(Stored records)
• • • •

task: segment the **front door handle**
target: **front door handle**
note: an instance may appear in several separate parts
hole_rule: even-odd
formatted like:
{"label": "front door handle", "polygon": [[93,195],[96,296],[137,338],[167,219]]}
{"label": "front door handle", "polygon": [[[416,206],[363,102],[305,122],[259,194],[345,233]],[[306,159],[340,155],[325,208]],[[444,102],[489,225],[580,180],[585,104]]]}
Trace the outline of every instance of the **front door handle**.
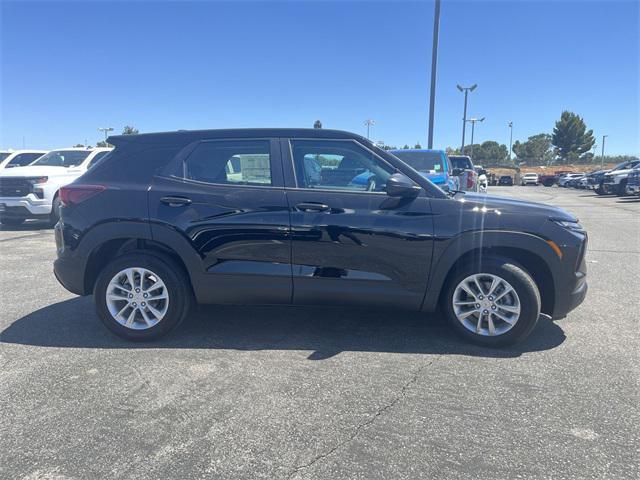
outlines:
{"label": "front door handle", "polygon": [[296,205],[296,208],[302,212],[328,212],[331,210],[329,205],[325,205],[324,203],[299,203]]}
{"label": "front door handle", "polygon": [[182,207],[184,205],[191,205],[192,203],[190,198],[173,196],[162,197],[160,201],[170,207]]}

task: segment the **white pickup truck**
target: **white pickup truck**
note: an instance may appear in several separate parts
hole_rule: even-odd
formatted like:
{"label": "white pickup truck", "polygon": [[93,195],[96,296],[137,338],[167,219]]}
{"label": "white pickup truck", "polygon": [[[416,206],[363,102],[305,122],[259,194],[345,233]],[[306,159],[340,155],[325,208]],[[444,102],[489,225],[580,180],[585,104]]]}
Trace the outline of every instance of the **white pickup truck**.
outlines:
{"label": "white pickup truck", "polygon": [[109,148],[52,150],[24,167],[0,170],[0,223],[20,225],[27,218],[58,221],[60,187],[73,182]]}

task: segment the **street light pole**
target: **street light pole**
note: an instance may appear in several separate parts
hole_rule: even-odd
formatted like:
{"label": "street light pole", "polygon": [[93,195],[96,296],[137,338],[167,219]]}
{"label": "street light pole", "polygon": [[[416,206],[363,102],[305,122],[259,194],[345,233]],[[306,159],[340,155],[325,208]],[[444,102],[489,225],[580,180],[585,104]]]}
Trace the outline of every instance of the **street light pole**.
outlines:
{"label": "street light pole", "polygon": [[604,139],[609,135],[602,135],[602,154],[600,155],[600,169],[604,168]]}
{"label": "street light pole", "polygon": [[364,121],[364,126],[367,127],[367,140],[369,140],[369,129],[376,124],[375,120],[371,120],[370,118]]}
{"label": "street light pole", "polygon": [[109,132],[113,132],[113,127],[99,127],[98,130],[104,132],[104,143],[107,143],[107,137]]}
{"label": "street light pole", "polygon": [[509,162],[511,163],[511,151],[513,150],[513,122],[509,122]]}
{"label": "street light pole", "polygon": [[473,134],[476,129],[476,122],[484,122],[484,117],[482,118],[470,118],[467,122],[471,123],[471,159],[473,159]]}
{"label": "street light pole", "polygon": [[464,92],[464,113],[462,115],[462,146],[460,147],[461,155],[464,155],[464,138],[465,138],[464,134],[465,134],[465,128],[467,126],[467,96],[469,92],[473,92],[477,86],[478,86],[477,83],[474,83],[470,87],[463,87],[462,85],[456,85],[456,88],[458,90],[460,90],[461,92]]}
{"label": "street light pole", "polygon": [[438,35],[440,32],[440,0],[435,1],[433,13],[433,47],[431,50],[431,94],[429,96],[429,138],[427,148],[433,148],[433,118],[436,104],[436,68],[438,66]]}

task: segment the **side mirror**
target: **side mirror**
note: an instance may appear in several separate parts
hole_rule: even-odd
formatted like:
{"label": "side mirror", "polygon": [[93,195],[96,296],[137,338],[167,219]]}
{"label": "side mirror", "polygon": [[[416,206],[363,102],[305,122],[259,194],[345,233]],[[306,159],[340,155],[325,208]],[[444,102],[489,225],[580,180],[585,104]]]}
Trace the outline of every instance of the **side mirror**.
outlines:
{"label": "side mirror", "polygon": [[415,198],[420,193],[421,188],[406,175],[394,173],[387,180],[385,190],[390,197]]}
{"label": "side mirror", "polygon": [[462,172],[464,172],[464,170],[463,170],[463,169],[461,169],[461,168],[454,168],[454,169],[453,169],[453,171],[451,172],[451,174],[452,174],[454,177],[459,177],[460,175],[462,175]]}

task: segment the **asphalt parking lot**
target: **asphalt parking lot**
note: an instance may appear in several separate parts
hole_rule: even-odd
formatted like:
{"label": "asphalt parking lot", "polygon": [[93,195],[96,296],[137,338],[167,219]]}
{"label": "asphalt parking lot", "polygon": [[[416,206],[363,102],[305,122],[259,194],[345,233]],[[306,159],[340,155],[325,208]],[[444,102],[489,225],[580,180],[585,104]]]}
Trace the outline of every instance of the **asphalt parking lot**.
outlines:
{"label": "asphalt parking lot", "polygon": [[437,316],[206,307],[124,342],[0,231],[0,478],[638,478],[640,200],[544,187],[590,235],[589,294],[487,350]]}

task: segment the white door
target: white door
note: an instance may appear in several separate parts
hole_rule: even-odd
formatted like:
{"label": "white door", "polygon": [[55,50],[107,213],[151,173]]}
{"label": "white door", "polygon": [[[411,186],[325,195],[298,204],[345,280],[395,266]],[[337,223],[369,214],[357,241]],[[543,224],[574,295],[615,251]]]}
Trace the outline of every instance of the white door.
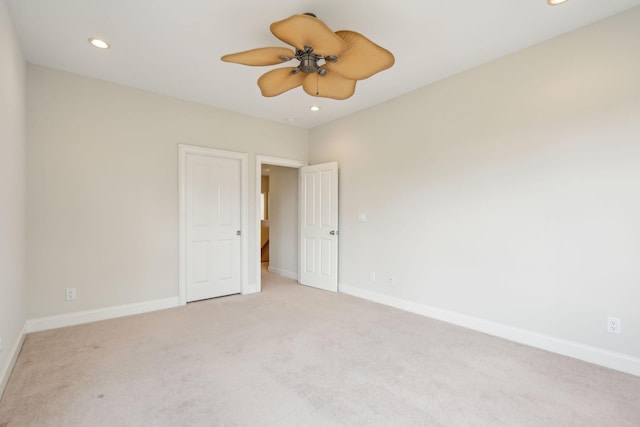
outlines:
{"label": "white door", "polygon": [[338,291],[338,163],[300,168],[300,274],[303,285]]}
{"label": "white door", "polygon": [[240,293],[240,160],[195,153],[185,160],[186,300]]}

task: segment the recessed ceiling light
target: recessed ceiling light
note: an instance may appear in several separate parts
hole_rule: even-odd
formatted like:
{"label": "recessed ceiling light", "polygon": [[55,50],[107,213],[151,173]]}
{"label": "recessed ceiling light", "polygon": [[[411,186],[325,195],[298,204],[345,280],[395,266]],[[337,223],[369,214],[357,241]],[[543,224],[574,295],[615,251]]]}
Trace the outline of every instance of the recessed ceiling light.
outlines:
{"label": "recessed ceiling light", "polygon": [[312,105],[311,107],[309,107],[309,110],[311,110],[311,111],[320,111],[320,107],[318,107],[317,105]]}
{"label": "recessed ceiling light", "polygon": [[547,4],[549,6],[557,6],[559,4],[562,4],[564,2],[566,2],[567,0],[547,0]]}
{"label": "recessed ceiling light", "polygon": [[109,49],[111,47],[109,43],[97,37],[91,37],[89,39],[89,43],[91,43],[92,46],[97,47],[98,49]]}
{"label": "recessed ceiling light", "polygon": [[294,119],[293,117],[287,117],[287,118],[286,118],[286,120],[287,120],[289,123],[293,123],[293,122],[295,122],[295,121],[296,121],[296,119]]}

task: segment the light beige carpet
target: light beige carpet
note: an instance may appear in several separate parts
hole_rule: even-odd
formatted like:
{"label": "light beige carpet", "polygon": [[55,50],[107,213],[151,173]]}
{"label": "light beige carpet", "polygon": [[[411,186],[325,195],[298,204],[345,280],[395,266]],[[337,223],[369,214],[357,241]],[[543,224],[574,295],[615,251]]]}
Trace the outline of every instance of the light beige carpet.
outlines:
{"label": "light beige carpet", "polygon": [[0,426],[640,426],[640,378],[266,273],[30,334]]}

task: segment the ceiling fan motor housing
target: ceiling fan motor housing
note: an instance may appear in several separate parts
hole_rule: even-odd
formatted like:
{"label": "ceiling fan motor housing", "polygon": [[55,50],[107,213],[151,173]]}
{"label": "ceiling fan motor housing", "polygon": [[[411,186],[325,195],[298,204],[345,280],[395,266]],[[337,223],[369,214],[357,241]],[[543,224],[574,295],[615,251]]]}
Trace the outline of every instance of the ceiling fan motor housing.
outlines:
{"label": "ceiling fan motor housing", "polygon": [[315,73],[318,71],[318,60],[322,59],[322,56],[315,55],[313,53],[302,53],[301,55],[297,55],[296,59],[300,61],[300,71],[305,73]]}

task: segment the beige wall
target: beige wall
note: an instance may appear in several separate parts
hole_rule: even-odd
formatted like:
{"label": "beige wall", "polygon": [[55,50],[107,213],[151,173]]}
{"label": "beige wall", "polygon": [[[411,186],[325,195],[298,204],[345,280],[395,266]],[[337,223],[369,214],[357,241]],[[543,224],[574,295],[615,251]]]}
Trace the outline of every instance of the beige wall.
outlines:
{"label": "beige wall", "polygon": [[178,295],[178,144],[248,153],[250,195],[255,154],[308,155],[306,130],[39,66],[27,76],[29,317]]}
{"label": "beige wall", "polygon": [[638,52],[640,8],[313,129],[340,282],[640,357]]}
{"label": "beige wall", "polygon": [[297,277],[298,169],[269,169],[269,270]]}
{"label": "beige wall", "polygon": [[25,322],[25,63],[0,0],[0,395]]}

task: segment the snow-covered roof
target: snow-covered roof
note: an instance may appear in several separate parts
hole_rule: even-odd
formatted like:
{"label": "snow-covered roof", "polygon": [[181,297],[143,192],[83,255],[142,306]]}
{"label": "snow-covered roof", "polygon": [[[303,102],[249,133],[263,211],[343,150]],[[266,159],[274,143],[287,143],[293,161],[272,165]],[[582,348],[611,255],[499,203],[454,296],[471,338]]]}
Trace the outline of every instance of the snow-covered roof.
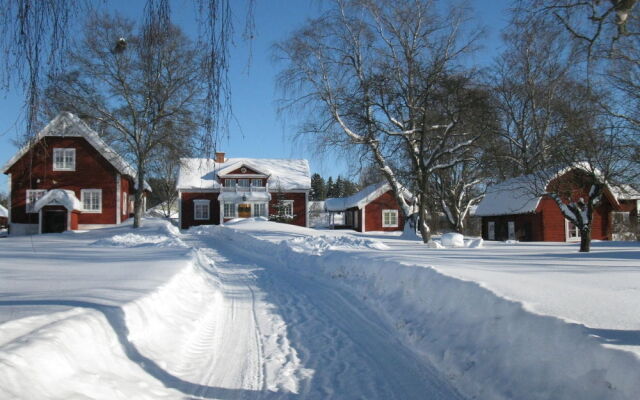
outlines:
{"label": "snow-covered roof", "polygon": [[[327,211],[344,211],[353,207],[361,209],[373,200],[387,193],[389,190],[391,190],[391,185],[387,182],[376,183],[365,187],[358,193],[349,197],[328,198],[324,201],[324,207]],[[405,189],[404,197],[406,199],[411,199],[412,196],[413,195]]]}
{"label": "snow-covered roof", "polygon": [[[579,165],[571,168],[576,167],[580,168]],[[553,178],[564,174],[569,169],[563,168],[555,174],[545,174],[544,178],[536,174],[523,175],[489,186],[473,215],[488,217],[533,213],[542,198],[536,195],[536,192],[541,191]],[[607,184],[606,189],[613,196],[612,201],[640,199],[640,193],[629,185]]]}
{"label": "snow-covered roof", "polygon": [[73,190],[49,190],[44,196],[36,201],[36,204],[33,205],[33,210],[38,212],[42,207],[50,205],[60,205],[64,206],[67,210],[82,211],[82,203],[78,200]]}
{"label": "snow-covered roof", "polygon": [[219,189],[220,173],[223,172],[224,176],[224,173],[242,166],[266,174],[271,191],[277,188],[311,189],[311,173],[307,160],[272,158],[228,158],[223,163],[210,158],[183,158],[176,186],[178,189]]}
{"label": "snow-covered roof", "polygon": [[9,211],[0,205],[0,217],[9,218]]}
{"label": "snow-covered roof", "polygon": [[535,176],[525,175],[489,186],[474,216],[527,214],[536,211],[540,196],[534,194]]}
{"label": "snow-covered roof", "polygon": [[640,199],[640,192],[638,192],[631,185],[627,185],[627,184],[611,185],[611,187],[609,189],[611,189],[611,193],[618,200],[638,200],[638,199]]}
{"label": "snow-covered roof", "polygon": [[[116,153],[108,144],[104,142],[96,131],[91,129],[78,116],[70,112],[63,111],[51,120],[35,137],[35,140],[24,146],[18,151],[5,165],[2,167],[2,173],[6,173],[13,164],[15,164],[22,156],[24,156],[31,146],[43,137],[83,137],[100,153],[113,167],[122,175],[128,175],[136,182],[136,171],[126,162],[118,153]],[[151,187],[147,182],[144,188],[151,191]]]}

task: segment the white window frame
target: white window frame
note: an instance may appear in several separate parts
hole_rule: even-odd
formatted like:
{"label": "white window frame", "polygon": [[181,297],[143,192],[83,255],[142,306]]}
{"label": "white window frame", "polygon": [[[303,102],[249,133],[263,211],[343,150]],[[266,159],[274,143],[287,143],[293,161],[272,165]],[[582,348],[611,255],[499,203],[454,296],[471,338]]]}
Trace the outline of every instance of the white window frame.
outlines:
{"label": "white window frame", "polygon": [[[57,164],[58,157],[62,157],[62,165]],[[76,149],[54,148],[53,149],[53,170],[54,171],[75,171],[76,170]]]}
{"label": "white window frame", "polygon": [[224,186],[225,187],[236,187],[237,182],[235,179],[225,179],[224,180]]}
{"label": "white window frame", "polygon": [[[263,215],[260,215],[258,213],[260,207],[264,207]],[[268,203],[254,203],[251,215],[253,215],[254,217],[267,217],[267,216],[269,216],[269,204]]]}
{"label": "white window frame", "polygon": [[291,213],[285,213],[287,217],[293,217],[293,200],[280,200],[283,205],[291,207]]}
{"label": "white window frame", "polygon": [[127,203],[127,192],[123,192],[122,193],[122,215],[128,215],[129,213],[127,211],[128,210],[128,206],[129,204]]}
{"label": "white window frame", "polygon": [[[243,185],[244,183],[244,185]],[[251,187],[251,179],[248,178],[240,178],[238,179],[238,187],[248,188]]]}
{"label": "white window frame", "polygon": [[496,221],[487,222],[487,240],[496,240]]}
{"label": "white window frame", "polygon": [[[389,222],[385,222],[385,216],[389,216]],[[395,221],[392,222],[393,220]],[[398,227],[398,210],[382,210],[382,227],[383,228],[397,228]]]}
{"label": "white window frame", "polygon": [[[99,209],[87,209],[85,208],[85,197],[88,194],[98,193],[98,205]],[[80,190],[80,202],[82,203],[82,212],[87,214],[101,214],[102,213],[102,189],[81,189]]]}
{"label": "white window frame", "polygon": [[[45,189],[27,189],[26,200],[25,200],[25,210],[28,214],[33,214],[33,206],[36,204],[38,200],[42,198],[47,193]],[[34,198],[31,198],[31,195],[35,195]],[[39,195],[39,196],[38,196]]]}
{"label": "white window frame", "polygon": [[[195,221],[208,221],[211,218],[210,205],[211,205],[211,200],[205,200],[205,199],[194,200],[193,201],[193,219]],[[201,215],[198,215],[198,209],[200,209],[201,211],[204,210],[206,211],[206,213],[202,212]]]}
{"label": "white window frame", "polygon": [[251,179],[251,186],[253,187],[264,187],[264,183],[262,183],[263,180],[260,178],[253,178]]}
{"label": "white window frame", "polygon": [[[228,211],[233,211],[229,213]],[[222,218],[236,218],[238,215],[238,207],[235,203],[223,203],[222,206]]]}
{"label": "white window frame", "polygon": [[[571,225],[573,225],[573,235],[571,234]],[[578,227],[573,222],[569,221],[566,218],[564,219],[564,234],[567,242],[577,242],[581,237],[580,229],[578,229]]]}

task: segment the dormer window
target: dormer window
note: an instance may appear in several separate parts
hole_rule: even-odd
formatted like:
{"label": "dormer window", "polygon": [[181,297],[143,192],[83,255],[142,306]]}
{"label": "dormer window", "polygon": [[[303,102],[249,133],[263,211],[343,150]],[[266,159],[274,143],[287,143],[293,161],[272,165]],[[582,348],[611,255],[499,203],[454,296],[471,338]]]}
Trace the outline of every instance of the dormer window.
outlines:
{"label": "dormer window", "polygon": [[262,179],[251,179],[251,186],[264,187],[264,184],[262,183]]}
{"label": "dormer window", "polygon": [[76,149],[53,149],[54,171],[76,170]]}
{"label": "dormer window", "polygon": [[224,186],[226,186],[226,187],[236,187],[236,180],[235,179],[225,179],[224,180]]}

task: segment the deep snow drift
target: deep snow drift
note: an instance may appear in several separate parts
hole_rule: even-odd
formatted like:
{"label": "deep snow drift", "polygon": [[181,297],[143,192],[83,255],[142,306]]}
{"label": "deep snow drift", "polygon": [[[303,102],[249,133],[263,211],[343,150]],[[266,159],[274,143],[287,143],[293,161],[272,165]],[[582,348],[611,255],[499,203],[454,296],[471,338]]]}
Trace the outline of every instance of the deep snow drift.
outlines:
{"label": "deep snow drift", "polygon": [[637,398],[637,245],[472,243],[254,219],[2,239],[0,398]]}

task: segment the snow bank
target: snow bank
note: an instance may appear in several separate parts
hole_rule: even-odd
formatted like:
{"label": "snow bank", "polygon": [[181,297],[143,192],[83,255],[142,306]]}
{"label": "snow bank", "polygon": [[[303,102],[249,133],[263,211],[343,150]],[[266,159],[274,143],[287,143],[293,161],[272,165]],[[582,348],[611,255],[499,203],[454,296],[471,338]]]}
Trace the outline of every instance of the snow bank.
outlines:
{"label": "snow bank", "polygon": [[167,221],[153,231],[141,228],[142,233],[124,233],[102,238],[91,243],[96,247],[182,247],[188,246],[177,236],[180,231]]}
{"label": "snow bank", "polygon": [[465,247],[464,236],[457,232],[449,232],[442,235],[440,243],[445,247]]}
{"label": "snow bank", "polygon": [[247,257],[341,280],[469,397],[635,399],[640,392],[634,355],[606,348],[582,326],[533,314],[477,283],[358,252],[319,256],[305,240],[274,243],[223,227],[208,233],[242,243],[238,250]]}

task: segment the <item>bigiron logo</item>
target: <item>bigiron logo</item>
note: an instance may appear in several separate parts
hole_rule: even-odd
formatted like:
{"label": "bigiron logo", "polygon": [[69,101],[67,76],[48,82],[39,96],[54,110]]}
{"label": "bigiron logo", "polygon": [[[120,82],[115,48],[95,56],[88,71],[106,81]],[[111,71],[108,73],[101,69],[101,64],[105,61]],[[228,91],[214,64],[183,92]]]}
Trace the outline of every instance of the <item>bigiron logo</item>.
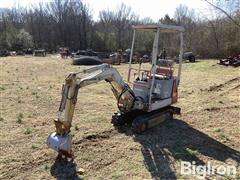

• • • •

What this task involves
Read through the entries above, and wherever a line holds the string "bigiron", copy it.

Written solution
task: segment the <item>bigiron logo</item>
target: <item>bigiron logo</item>
{"label": "bigiron logo", "polygon": [[69,101],[67,76],[48,82],[39,96],[54,110]]}
{"label": "bigiron logo", "polygon": [[[120,82],[115,48],[95,56],[88,71],[106,81]],[[111,71],[108,73],[101,69],[101,64],[105,61]],[[228,91],[214,64],[183,92]]]}
Trace the outline of every instance of the <item>bigiron logo</item>.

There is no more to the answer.